YOUR INSTRUCTIONS: The records below need copying. Match each line exactly.

DATA PROVIDED:
►

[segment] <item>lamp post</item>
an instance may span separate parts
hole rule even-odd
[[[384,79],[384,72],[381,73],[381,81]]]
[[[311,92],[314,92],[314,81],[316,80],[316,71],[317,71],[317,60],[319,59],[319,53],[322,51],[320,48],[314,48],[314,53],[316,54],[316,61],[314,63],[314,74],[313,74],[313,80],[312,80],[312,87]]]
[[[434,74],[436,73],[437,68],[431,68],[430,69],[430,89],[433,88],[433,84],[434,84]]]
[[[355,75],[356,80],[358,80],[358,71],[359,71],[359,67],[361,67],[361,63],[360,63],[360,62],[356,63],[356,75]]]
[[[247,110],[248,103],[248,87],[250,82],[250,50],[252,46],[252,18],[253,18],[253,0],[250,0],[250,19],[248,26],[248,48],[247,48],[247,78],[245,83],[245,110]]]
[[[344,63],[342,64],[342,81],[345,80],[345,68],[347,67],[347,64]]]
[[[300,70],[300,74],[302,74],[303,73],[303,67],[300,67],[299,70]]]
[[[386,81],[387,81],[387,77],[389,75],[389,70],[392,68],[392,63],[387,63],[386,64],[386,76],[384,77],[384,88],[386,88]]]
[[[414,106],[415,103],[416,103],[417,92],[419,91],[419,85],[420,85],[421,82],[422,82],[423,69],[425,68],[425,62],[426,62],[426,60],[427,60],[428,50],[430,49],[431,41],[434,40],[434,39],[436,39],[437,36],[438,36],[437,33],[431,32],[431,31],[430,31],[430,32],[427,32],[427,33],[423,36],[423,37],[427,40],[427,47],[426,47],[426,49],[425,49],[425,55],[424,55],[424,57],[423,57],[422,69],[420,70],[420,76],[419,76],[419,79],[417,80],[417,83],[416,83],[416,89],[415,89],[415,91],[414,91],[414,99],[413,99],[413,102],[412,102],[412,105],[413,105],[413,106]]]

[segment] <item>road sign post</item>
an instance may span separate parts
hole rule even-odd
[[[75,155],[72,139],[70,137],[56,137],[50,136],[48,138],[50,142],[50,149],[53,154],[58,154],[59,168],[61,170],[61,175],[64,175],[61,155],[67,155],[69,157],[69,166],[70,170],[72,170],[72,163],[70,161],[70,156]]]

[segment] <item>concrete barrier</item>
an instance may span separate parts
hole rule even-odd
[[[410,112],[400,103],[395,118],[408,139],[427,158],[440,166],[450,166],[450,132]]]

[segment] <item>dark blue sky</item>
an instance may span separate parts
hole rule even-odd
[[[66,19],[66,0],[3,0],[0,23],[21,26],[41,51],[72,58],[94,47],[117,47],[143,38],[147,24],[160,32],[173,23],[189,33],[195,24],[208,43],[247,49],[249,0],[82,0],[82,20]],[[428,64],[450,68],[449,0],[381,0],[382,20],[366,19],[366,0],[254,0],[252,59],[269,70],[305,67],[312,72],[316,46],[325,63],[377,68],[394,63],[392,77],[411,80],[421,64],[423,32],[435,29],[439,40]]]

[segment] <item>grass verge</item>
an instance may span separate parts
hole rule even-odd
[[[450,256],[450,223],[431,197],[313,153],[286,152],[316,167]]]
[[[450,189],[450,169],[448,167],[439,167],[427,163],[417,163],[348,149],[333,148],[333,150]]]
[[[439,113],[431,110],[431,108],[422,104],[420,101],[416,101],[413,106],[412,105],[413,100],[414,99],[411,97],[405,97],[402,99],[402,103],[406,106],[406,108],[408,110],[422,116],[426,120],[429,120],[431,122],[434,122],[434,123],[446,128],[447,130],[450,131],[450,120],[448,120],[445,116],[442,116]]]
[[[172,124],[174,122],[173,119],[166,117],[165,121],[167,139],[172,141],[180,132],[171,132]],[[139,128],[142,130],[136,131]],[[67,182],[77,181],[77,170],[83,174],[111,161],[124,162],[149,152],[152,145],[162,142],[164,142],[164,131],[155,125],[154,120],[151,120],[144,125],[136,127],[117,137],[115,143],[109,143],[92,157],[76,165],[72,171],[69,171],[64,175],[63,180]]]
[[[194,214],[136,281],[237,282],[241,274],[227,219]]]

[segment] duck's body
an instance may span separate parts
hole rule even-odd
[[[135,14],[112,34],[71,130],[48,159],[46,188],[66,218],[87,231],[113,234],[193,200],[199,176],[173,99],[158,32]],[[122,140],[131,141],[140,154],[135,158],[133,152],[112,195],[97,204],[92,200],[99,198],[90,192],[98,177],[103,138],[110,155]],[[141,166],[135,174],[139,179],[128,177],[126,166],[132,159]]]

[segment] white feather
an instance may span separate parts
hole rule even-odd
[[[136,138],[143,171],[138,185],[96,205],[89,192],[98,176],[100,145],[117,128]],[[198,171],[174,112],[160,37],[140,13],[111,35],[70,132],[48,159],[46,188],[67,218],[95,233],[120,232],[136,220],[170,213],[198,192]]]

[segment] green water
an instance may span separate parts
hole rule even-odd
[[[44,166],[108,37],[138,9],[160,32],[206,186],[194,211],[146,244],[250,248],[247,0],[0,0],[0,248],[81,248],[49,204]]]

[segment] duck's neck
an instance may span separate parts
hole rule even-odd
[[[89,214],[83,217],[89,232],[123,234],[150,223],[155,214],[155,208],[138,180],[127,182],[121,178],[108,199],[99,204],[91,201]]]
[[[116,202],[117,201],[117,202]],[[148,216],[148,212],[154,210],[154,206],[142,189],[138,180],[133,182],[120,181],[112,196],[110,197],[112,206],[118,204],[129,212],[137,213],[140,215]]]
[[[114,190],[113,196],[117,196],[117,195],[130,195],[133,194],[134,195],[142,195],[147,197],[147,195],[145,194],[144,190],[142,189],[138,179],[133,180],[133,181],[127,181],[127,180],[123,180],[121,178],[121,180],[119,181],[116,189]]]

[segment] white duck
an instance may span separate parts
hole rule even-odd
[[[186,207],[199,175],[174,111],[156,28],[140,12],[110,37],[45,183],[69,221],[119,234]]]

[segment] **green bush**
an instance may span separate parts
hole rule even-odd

◄

WRITTEN SOLUTION:
[segment] <item>lamp post</item>
an instance may span separate parts
hole rule even-odd
[[[384,79],[384,72],[381,73],[381,81]]]
[[[311,92],[314,92],[314,81],[316,80],[316,71],[317,71],[317,60],[319,59],[319,53],[322,51],[320,48],[314,48],[314,53],[316,54],[316,61],[314,63],[314,74],[313,74],[313,80],[312,80],[312,87]]]
[[[434,74],[436,73],[437,68],[431,68],[430,69],[430,89],[433,88],[433,84],[434,84]]]
[[[355,75],[356,80],[358,80],[358,71],[359,71],[359,67],[361,67],[361,63],[360,63],[360,62],[356,63],[356,75]]]
[[[247,110],[248,103],[248,87],[250,82],[250,50],[252,46],[252,18],[253,18],[253,0],[250,0],[250,19],[248,26],[248,48],[247,48],[247,78],[245,83],[245,110]]]
[[[344,63],[342,64],[342,81],[345,80],[345,68],[347,67],[347,64]]]
[[[300,70],[300,74],[302,74],[303,73],[303,67],[300,67],[299,70]]]
[[[386,81],[387,81],[387,77],[389,75],[389,70],[392,68],[392,63],[387,63],[386,64],[386,76],[384,77],[384,88],[386,88]]]
[[[414,106],[415,103],[416,103],[417,92],[419,91],[419,85],[420,85],[421,82],[422,82],[423,69],[425,68],[425,62],[426,62],[426,60],[427,60],[428,50],[430,49],[431,41],[434,40],[434,39],[436,39],[437,36],[438,36],[437,33],[431,32],[431,31],[430,31],[430,32],[427,32],[427,33],[423,36],[423,37],[427,40],[427,47],[426,47],[426,49],[425,49],[425,55],[424,55],[424,57],[423,57],[422,69],[420,70],[420,76],[419,76],[419,79],[417,80],[417,83],[416,83],[416,89],[415,89],[415,91],[414,91],[414,99],[413,99],[413,102],[412,102],[412,105],[413,105],[413,106]]]

[segment] <item>road sign post</item>
an instance may span separate parts
hole rule even-odd
[[[75,155],[72,139],[70,137],[56,137],[50,136],[48,138],[50,142],[50,149],[53,154],[58,154],[59,168],[61,170],[61,175],[64,175],[61,155],[67,155],[69,157],[69,166],[70,170],[72,170],[72,163],[70,161],[70,156]]]

[segment] <item>concrete barrier</item>
an instance may span separate parts
hole rule even-odd
[[[410,112],[400,103],[395,118],[408,139],[427,158],[440,166],[450,166],[450,132]]]

[segment] <item>dark blue sky</item>
an instance may span separate parts
hole rule even-odd
[[[66,19],[66,0],[3,0],[0,23],[21,26],[41,51],[72,58],[94,47],[117,47],[143,38],[147,24],[160,32],[173,23],[189,33],[195,24],[208,43],[247,49],[249,0],[82,0],[82,20]],[[428,64],[450,68],[449,0],[381,0],[382,20],[366,19],[366,0],[254,0],[252,59],[269,70],[305,67],[312,72],[316,46],[325,63],[377,68],[394,63],[392,77],[411,80],[421,64],[423,32],[435,29],[439,40]]]

[segment] <item>grass verge</item>
an instance may span separate parts
hole rule even-odd
[[[450,256],[450,223],[431,197],[313,153],[286,152],[316,167]]]
[[[450,189],[450,169],[448,167],[439,167],[427,163],[417,163],[348,149],[333,148],[333,150]]]
[[[439,113],[431,110],[431,108],[422,104],[420,101],[416,101],[413,106],[412,105],[413,100],[414,99],[411,97],[405,97],[402,99],[402,103],[406,106],[406,108],[408,110],[422,116],[426,120],[429,120],[431,122],[434,122],[434,123],[446,128],[447,130],[450,131],[450,120],[448,120],[445,116],[442,116]]]
[[[172,124],[174,122],[173,119],[166,117],[165,121],[167,139],[172,141],[180,132],[171,132]],[[139,128],[142,130],[136,131]],[[67,182],[77,181],[77,170],[83,174],[111,161],[124,162],[149,152],[152,145],[162,142],[164,142],[164,131],[155,125],[154,120],[151,120],[144,125],[136,127],[117,137],[115,143],[109,143],[92,157],[76,165],[72,171],[69,171],[64,175],[63,180]]]
[[[194,214],[136,281],[237,282],[241,274],[227,219]]]

[segment] duck's body
an instance may span separate parts
hole rule even-odd
[[[135,14],[112,34],[71,130],[48,159],[46,188],[66,218],[87,231],[113,234],[193,200],[199,176],[173,99],[158,32]],[[122,140],[131,141],[140,154],[135,158],[133,152],[112,195],[97,204],[92,200],[99,198],[90,192],[98,177],[103,138],[110,155]],[[141,166],[135,174],[139,179],[128,177],[126,166],[132,159]]]

[segment] white feather
an instance may span separate parts
hole rule even-odd
[[[136,138],[143,171],[138,185],[96,205],[89,192],[98,176],[100,145],[117,128]],[[198,171],[174,112],[160,37],[140,13],[111,35],[70,132],[48,159],[46,188],[67,218],[95,233],[120,232],[136,220],[170,213],[198,192]]]

[segment] green water
an instance may span separate parts
hole rule even-odd
[[[44,166],[108,37],[138,9],[160,32],[206,186],[194,211],[146,244],[250,248],[247,0],[0,0],[0,248],[81,248],[49,204]]]

[segment] duck's neck
an instance may span separate parts
hole rule even-odd
[[[89,214],[83,217],[89,232],[123,234],[150,223],[155,214],[155,208],[138,180],[127,182],[121,178],[108,199],[99,204],[91,201]]]
[[[116,202],[117,201],[117,202]],[[148,216],[148,212],[154,210],[154,206],[142,189],[138,180],[133,182],[120,181],[112,196],[110,197],[112,206],[118,204],[129,212],[137,213],[140,215]]]
[[[114,190],[113,196],[117,196],[117,195],[130,195],[133,194],[134,195],[142,195],[147,197],[147,195],[145,194],[144,190],[142,189],[138,179],[133,180],[133,181],[127,181],[127,180],[123,180],[121,178],[121,180],[119,181],[116,189]]]

[segment] white duck
an instance may span separate parts
hole rule even-odd
[[[186,207],[199,175],[174,111],[156,28],[140,12],[110,37],[45,183],[69,221],[119,234]]]

[segment] **green bush**
an instance may span separate parts
hole rule even-odd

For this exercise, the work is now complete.